[start PROVIDED INFORMATION]

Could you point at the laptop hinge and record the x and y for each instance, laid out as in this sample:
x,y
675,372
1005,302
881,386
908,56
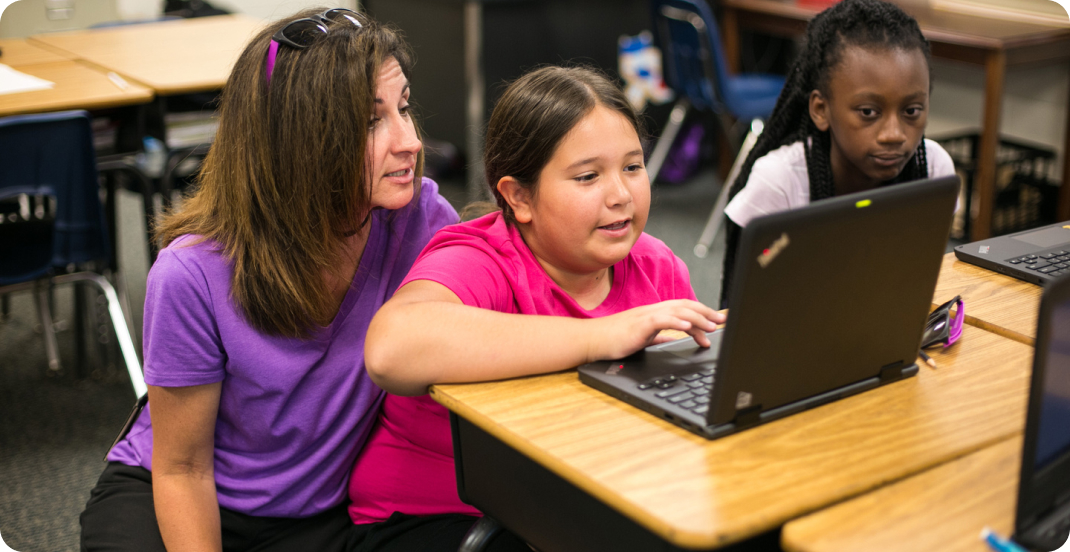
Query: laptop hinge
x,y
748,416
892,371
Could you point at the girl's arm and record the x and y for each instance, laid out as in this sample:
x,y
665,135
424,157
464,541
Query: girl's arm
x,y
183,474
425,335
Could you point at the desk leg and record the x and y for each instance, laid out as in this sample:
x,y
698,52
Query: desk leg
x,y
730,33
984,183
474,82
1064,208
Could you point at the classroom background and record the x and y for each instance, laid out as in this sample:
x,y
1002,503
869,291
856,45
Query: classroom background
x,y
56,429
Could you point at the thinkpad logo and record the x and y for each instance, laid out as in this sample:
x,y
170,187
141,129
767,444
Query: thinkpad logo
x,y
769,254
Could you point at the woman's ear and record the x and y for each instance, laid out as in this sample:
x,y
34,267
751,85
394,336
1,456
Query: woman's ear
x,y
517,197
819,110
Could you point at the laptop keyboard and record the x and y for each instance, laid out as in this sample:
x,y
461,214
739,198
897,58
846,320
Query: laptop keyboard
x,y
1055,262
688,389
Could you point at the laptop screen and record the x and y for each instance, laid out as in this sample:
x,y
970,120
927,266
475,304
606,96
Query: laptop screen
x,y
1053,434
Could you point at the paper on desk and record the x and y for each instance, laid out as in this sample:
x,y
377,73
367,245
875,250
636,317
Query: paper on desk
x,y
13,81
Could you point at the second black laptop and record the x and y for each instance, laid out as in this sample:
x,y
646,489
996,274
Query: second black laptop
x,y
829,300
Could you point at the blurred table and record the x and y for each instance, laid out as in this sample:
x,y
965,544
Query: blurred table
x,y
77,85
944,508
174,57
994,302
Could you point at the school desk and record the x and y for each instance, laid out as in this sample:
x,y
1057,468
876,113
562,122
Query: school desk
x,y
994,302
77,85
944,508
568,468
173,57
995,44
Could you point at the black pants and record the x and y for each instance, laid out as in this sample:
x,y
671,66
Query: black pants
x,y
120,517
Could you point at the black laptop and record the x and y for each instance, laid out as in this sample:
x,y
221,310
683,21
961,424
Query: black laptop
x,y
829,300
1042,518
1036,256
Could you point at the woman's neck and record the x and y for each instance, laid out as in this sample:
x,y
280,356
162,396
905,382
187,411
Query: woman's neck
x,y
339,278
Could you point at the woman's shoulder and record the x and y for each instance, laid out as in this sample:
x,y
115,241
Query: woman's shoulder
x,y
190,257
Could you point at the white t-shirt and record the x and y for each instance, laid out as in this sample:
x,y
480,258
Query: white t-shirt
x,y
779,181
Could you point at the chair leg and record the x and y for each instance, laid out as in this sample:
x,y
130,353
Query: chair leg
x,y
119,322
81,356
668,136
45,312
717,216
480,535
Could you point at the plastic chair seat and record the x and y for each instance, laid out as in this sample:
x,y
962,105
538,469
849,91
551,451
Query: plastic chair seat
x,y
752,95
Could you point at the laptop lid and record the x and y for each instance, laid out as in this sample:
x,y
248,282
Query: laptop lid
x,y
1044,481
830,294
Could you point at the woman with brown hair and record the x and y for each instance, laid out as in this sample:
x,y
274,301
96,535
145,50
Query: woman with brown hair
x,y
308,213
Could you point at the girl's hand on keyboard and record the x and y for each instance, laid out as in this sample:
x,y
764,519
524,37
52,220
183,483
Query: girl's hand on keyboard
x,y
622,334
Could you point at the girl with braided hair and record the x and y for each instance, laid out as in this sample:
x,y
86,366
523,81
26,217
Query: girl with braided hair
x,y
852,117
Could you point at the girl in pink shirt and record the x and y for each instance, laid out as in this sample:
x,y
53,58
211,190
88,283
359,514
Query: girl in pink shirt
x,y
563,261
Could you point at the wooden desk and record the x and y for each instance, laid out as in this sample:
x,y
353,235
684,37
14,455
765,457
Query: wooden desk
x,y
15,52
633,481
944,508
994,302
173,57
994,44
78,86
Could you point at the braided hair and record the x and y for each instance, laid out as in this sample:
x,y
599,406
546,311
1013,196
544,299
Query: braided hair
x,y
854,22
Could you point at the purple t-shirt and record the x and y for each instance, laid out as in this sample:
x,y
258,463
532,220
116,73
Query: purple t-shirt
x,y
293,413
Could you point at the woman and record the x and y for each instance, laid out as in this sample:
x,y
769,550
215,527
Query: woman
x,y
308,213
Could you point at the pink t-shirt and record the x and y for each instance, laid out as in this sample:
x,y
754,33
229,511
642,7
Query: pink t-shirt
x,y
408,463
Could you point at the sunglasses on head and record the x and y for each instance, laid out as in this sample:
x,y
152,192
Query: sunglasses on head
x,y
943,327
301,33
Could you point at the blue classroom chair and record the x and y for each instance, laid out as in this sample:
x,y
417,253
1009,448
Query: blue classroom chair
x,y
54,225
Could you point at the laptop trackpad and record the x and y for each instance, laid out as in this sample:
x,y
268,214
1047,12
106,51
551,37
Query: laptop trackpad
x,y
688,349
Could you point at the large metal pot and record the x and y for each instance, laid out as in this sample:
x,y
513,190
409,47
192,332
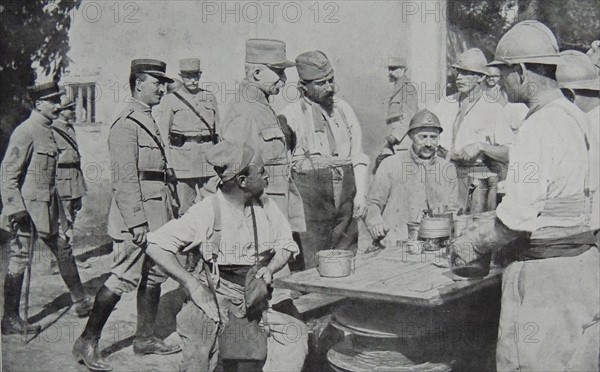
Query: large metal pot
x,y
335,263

[end PROVIDED INFORMATION]

> **WHAT YOU NEED TO DO**
Copy all of the data above word for word, omitting the images.

> **ANSWER TO THE PROBLEM**
Could you point at the laptop hinge and record the x and y for each instance, laid out as in this sample:
x,y
675,372
1005,302
881,386
908,56
Query: laptop hinge
x,y
748,416
892,371
Could you point at the girl's arm and record the x and y for each instance, laid out as in this sample:
x,y
665,135
424,157
464,541
Query: girl's arm
x,y
183,474
425,335
Could you point at the desk leg and record the x and y for each instance, laid out as in this sample:
x,y
698,52
Query: desk leg
x,y
730,33
984,183
474,82
1064,208
Could you point at the classroom background and record the x and y for each instance, laid out as in this sample:
x,y
1002,503
869,291
856,45
Query: classroom background
x,y
56,429
Could you point at the thinkpad logo and record the x and y for each instance, laid out as in this sample:
x,y
170,187
141,129
767,444
Query: thinkpad logo
x,y
769,254
Could you point at the woman's ear and record the x and y for each instance, laid out as in this sample:
x,y
34,267
751,85
394,336
1,456
Query: woman's ear
x,y
517,197
819,110
Could you point at the laptop keyboard and record the x and y for each instance, laid out as in this sample:
x,y
461,214
739,198
897,58
846,320
Query: laptop keyboard
x,y
1055,262
688,389
Could you point at the laptop screen and record the x and y for each instance, laid out as in this sample:
x,y
970,120
927,266
475,304
606,96
Query: laptop screen
x,y
1053,434
Could you point at the paper on desk and record the x and y for each instance, laid out as in this sample:
x,y
377,73
367,245
875,250
636,317
Query: paper on desk
x,y
13,81
Could you point at the second black laptop and record the x and y for each instance, laid out as in this sample:
x,y
646,489
996,274
Query: second black laptop
x,y
829,300
Could you point at the blurred table and record the x and y for each instance, laid out as in this sample:
x,y
965,544
Query: blurred table
x,y
77,85
944,508
174,57
994,302
Could you point at the school desk and record the x and y for each instance, laid out as in this sample:
x,y
1057,468
876,113
562,122
Query: school desk
x,y
994,302
77,85
944,508
568,468
173,57
995,44
Could you point at the black pants and record the x and y for each instance, laid out as in this sample:
x,y
671,66
Query: black pants
x,y
120,517
Could you point at the black laptop and record the x and y for each instance, laid out as in this sample:
x,y
221,310
683,21
961,424
Query: black laptop
x,y
829,300
1042,518
1036,256
Could you point at the woman's neck and record the x and y for each instance, laid out as in this sample:
x,y
280,356
162,396
905,382
187,411
Query: woman's neck
x,y
339,278
Could you point at the woman's shoulder and record the x and y for each instance, laid out as in this sample:
x,y
115,241
Query: woman's shoulder
x,y
190,257
Could you point at the white t-shirt and record the x and y for each instance, laid out as in this sample:
x,y
480,258
Query: white t-shirt
x,y
779,181
Could you point at the chair leg and record the x and y for each instance, laid out as in this sample:
x,y
130,353
Query: chair leg
x,y
119,322
81,356
668,136
45,312
717,216
480,535
Could you point at the plastic chair seat and record the x and y for each instance, laid out as in this sample:
x,y
962,105
538,469
849,91
551,451
Query: plastic chair seat
x,y
752,95
Could you point at the laptop lid and record the x and y for each instance, laid out as in this sample:
x,y
248,282
Query: laptop lid
x,y
1044,481
830,294
Could you point at the woman with brown hair and record the x and y for each instance, laid out as in this sample:
x,y
274,301
96,535
145,50
Query: woman with brown hair
x,y
308,213
Could you point at the girl's hand on keyboard and record the x and y for each instance, laid out as in this sample:
x,y
764,519
524,37
52,220
183,483
Query: girl's hand on keyboard
x,y
622,334
Could you point at the girl with braided hair and record the x and y for each instance, laid out as in this sample:
x,y
86,366
523,81
26,217
Query: girl with braided hair
x,y
852,117
Could you point at the girl in pink shirt and record the x and y for each instance, laid out as in this sample:
x,y
53,58
211,190
88,283
359,514
Query: girl in pink shirt
x,y
563,261
Could you point at the wooden desk and record the x and y for each instance, laid out as in this sample:
x,y
353,235
684,37
14,455
765,457
Query: wooden desk
x,y
15,52
633,481
944,508
994,302
173,57
994,44
78,86
Could you point at the braided hair and record the x and y for each instance, laid out as in this sample:
x,y
599,406
546,311
1013,196
544,299
Query: braided hair
x,y
854,22
Could you point at the purple t-shirt and record the x and y for each instance, laid out as in this sample:
x,y
258,463
532,220
116,73
Query: purple t-shirt
x,y
293,413
Could you point at the woman and record the x and y for each instance, laid out as in this sample:
x,y
769,550
215,527
Query: woman
x,y
308,213
Could you point at the pink t-shirt and record the x and y for each instance, laid out as in this sample:
x,y
754,33
229,511
642,7
Query: pink t-shirt
x,y
408,463
Could you point at the sunglasses on head and record the x and y for each instance, laid out as in this sample:
x,y
152,192
Query: sunglasses on head
x,y
943,327
301,33
Could you point at the blue classroom chair and record the x and y for each instance, laid out as in this sample:
x,y
417,253
1009,448
Query: blue classroom chair
x,y
54,225
Could you point at the laptop trackpad and record the x and y for each instance, laid out as in this sample:
x,y
268,214
1047,12
106,51
551,37
Query: laptop trackpad
x,y
688,349
Could you point at the large metal pot and record the x and y for each instance, laid out as in this sample:
x,y
513,190
409,47
192,332
Query: large metal pot
x,y
335,263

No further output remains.